> **Task goal**
In the passage on revenue and oil and natural gas properties accounting below, which method does the Company use to account for its investment in oil and natural gas properties?

Revenue is recognized when the following five steps are completed: (1) identify the contract with the customer, (2) identify the performance obligation (promise) in the contract, (3) determine the transaction price, (4) allocate the transaction price to the performance obligations in the contract, (5) recognize revenue when the reporting organization satisfies a performance obligation. Revenues from the sale of crude oil, natural gas and natural gas liquids are recognized, at a point in time, when a performance obligation is satisfied by the transfer of control of the commodity to the customer. Revenue is measured based on consideration specified in a contract with a customer and excludes amounts collected on behalf of third parties. Taxes assessed by a governmental authority that are both imposed on and concurrent with a specific revenue-producing transaction that are collected by the Company from a customer are excluded from revenue. Because the Company’s performance obligations have been satisfied and an unconditional right to consideration exists as of the balance sheet date, the Company recognized amounts due from contracts with customers
13
of $36.5 million and $35.1 million as of September 30, 2022 and December 31, 2021, respectively, as “Accounts receivable, net” on the unaudited condensed consolidated balance sheets.
4. OIL AND NATURAL GAS PROPERTIES
The Company uses the full cost method of accounting for its investment in oil and natural gas properties. Under this method of accounting, all costs of acquisition, exploration and development of oil and natural gas reserves (including such costs as leasehold acquisition costs, geological expenditures, treating equipment and gathering support facilities costs, dry hole costs, tangible and intangible development costs and direct internal costs) are capitalized as the cost of oil and natural gas properties when incurred. To the extent capitalized costs of evaluated oil and natural gas properties, net of accumulated depletion, exceed the discounted future net revenues of proved oil and natural gas reserves, net of deferred taxes, such excess capitalized costs are charged to expense.

> **Record set**
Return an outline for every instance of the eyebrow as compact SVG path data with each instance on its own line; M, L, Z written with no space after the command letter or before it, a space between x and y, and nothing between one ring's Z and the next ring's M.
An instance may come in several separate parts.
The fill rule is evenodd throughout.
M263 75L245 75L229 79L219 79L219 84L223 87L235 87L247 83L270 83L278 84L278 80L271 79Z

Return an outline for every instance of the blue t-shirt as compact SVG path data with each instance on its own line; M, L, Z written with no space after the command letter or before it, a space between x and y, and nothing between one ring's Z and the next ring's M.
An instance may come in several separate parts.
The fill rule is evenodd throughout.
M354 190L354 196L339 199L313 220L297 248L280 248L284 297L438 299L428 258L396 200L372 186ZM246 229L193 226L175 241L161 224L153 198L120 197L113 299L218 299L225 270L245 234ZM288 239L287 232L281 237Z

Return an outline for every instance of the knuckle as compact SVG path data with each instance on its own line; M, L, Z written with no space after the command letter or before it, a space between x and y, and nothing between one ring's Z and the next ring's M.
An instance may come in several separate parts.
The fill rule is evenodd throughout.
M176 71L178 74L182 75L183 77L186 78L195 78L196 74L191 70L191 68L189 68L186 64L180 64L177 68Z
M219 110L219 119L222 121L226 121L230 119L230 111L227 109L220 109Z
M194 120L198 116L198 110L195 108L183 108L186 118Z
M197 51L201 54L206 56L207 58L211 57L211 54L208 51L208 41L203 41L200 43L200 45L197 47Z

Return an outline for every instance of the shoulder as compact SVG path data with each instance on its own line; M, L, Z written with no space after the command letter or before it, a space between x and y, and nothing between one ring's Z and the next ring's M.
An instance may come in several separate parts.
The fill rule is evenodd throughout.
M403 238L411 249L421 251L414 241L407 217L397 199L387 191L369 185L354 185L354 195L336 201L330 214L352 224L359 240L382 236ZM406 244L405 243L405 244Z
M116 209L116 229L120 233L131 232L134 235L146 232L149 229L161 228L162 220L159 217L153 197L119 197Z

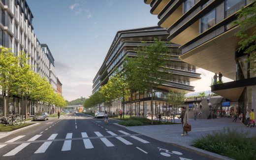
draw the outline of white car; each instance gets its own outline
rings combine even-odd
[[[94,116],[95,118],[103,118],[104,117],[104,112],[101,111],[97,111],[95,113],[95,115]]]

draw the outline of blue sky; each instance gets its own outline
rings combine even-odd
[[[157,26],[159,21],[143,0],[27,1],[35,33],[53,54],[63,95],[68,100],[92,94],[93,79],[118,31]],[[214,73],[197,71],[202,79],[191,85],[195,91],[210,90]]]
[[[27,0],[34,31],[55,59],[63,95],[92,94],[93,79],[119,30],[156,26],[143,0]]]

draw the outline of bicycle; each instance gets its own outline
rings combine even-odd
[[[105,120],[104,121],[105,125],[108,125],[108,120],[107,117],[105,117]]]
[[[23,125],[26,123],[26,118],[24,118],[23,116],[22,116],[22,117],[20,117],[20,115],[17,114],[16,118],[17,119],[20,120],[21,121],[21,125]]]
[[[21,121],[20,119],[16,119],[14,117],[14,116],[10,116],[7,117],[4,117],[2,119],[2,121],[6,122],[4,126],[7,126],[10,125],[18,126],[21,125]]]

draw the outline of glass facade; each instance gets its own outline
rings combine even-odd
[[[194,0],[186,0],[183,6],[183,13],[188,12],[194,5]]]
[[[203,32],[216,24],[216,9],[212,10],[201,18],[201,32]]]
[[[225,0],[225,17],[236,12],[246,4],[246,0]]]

...

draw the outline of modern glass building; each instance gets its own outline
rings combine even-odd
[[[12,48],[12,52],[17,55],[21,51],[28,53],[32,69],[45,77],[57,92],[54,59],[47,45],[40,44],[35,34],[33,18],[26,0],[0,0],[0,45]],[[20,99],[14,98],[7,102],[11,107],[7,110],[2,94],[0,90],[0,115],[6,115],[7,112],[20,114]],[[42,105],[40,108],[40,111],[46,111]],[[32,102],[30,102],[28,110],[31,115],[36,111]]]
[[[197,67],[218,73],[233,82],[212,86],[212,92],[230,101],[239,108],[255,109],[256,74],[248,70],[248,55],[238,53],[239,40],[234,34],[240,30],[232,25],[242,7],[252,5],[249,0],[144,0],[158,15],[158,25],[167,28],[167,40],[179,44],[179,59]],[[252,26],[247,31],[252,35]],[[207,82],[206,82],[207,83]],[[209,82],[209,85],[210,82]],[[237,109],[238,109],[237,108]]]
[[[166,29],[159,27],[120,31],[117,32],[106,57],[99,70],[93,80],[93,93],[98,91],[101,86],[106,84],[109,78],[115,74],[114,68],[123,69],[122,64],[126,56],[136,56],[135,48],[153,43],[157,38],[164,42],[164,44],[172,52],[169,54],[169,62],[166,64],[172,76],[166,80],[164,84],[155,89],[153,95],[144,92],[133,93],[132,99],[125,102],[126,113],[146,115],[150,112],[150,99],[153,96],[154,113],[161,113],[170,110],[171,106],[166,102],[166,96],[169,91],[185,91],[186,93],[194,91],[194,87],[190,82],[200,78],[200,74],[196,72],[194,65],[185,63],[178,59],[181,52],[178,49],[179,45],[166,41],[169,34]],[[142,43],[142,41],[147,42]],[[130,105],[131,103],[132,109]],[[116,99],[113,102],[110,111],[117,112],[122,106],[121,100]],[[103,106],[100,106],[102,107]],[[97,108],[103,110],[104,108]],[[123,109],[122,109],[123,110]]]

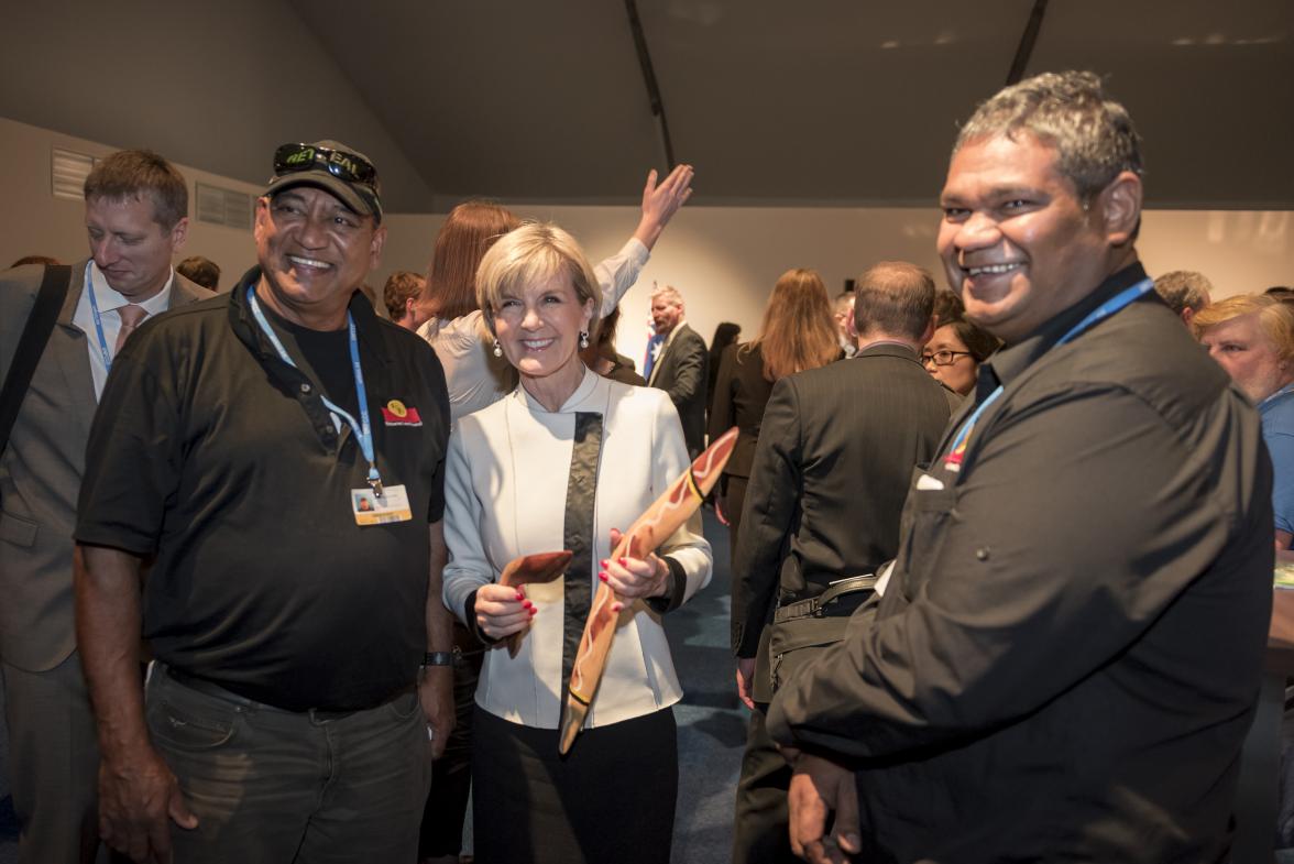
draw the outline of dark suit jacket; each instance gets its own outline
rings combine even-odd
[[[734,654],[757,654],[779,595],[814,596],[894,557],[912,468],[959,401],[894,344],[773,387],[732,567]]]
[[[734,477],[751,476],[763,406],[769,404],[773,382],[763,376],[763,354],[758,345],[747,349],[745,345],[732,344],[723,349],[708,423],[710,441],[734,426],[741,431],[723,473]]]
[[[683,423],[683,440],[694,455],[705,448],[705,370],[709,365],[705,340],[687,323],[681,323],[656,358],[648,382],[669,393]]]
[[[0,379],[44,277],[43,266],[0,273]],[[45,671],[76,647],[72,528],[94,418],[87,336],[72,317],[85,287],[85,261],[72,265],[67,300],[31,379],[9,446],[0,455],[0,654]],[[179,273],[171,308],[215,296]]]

* * *

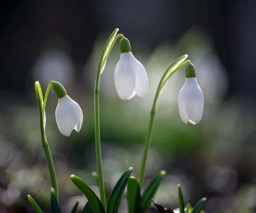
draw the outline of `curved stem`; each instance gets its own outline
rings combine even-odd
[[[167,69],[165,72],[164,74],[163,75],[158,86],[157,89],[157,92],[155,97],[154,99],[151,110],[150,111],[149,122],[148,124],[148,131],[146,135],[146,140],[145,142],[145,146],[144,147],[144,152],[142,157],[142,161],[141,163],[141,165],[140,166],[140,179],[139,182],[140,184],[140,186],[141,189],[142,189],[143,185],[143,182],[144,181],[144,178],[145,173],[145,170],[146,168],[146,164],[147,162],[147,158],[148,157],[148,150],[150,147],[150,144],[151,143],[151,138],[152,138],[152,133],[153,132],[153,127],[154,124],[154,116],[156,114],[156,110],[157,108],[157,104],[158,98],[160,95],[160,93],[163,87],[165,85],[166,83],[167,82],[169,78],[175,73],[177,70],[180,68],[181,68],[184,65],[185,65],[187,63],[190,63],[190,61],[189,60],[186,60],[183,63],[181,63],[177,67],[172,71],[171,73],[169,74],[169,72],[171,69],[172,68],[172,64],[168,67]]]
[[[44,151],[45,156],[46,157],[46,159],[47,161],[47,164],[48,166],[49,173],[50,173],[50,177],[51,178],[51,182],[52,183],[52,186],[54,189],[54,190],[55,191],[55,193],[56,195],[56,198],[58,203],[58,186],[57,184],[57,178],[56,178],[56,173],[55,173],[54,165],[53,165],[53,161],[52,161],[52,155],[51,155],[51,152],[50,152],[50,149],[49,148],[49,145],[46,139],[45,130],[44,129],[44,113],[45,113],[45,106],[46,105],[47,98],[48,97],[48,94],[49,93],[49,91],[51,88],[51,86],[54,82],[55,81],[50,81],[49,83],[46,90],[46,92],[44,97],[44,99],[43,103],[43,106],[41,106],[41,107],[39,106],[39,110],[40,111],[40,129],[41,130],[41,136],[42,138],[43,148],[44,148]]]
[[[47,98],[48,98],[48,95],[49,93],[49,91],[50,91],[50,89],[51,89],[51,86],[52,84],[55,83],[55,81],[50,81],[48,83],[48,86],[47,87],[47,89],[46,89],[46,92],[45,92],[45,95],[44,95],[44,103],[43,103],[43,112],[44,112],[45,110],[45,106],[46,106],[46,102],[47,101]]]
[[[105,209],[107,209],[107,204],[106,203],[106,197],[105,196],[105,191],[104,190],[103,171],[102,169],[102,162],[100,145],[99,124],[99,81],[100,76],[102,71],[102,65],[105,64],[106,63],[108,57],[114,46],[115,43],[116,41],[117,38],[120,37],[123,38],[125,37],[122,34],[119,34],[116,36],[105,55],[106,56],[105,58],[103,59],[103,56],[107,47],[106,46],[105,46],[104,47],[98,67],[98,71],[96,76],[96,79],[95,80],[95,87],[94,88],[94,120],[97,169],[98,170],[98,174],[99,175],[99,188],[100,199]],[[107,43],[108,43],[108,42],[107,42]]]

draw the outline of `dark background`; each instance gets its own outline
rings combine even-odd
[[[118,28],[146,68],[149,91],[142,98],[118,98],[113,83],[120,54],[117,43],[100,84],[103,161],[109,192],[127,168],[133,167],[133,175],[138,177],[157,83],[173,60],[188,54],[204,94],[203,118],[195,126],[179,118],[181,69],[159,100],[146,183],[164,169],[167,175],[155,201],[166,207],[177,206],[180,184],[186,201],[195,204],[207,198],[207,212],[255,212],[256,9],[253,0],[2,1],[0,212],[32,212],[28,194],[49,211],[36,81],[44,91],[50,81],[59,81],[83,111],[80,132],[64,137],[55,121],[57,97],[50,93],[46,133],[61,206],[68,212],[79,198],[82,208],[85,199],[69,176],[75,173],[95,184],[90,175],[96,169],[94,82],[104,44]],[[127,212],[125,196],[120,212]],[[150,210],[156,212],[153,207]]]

> **Written solution**
The full cost method.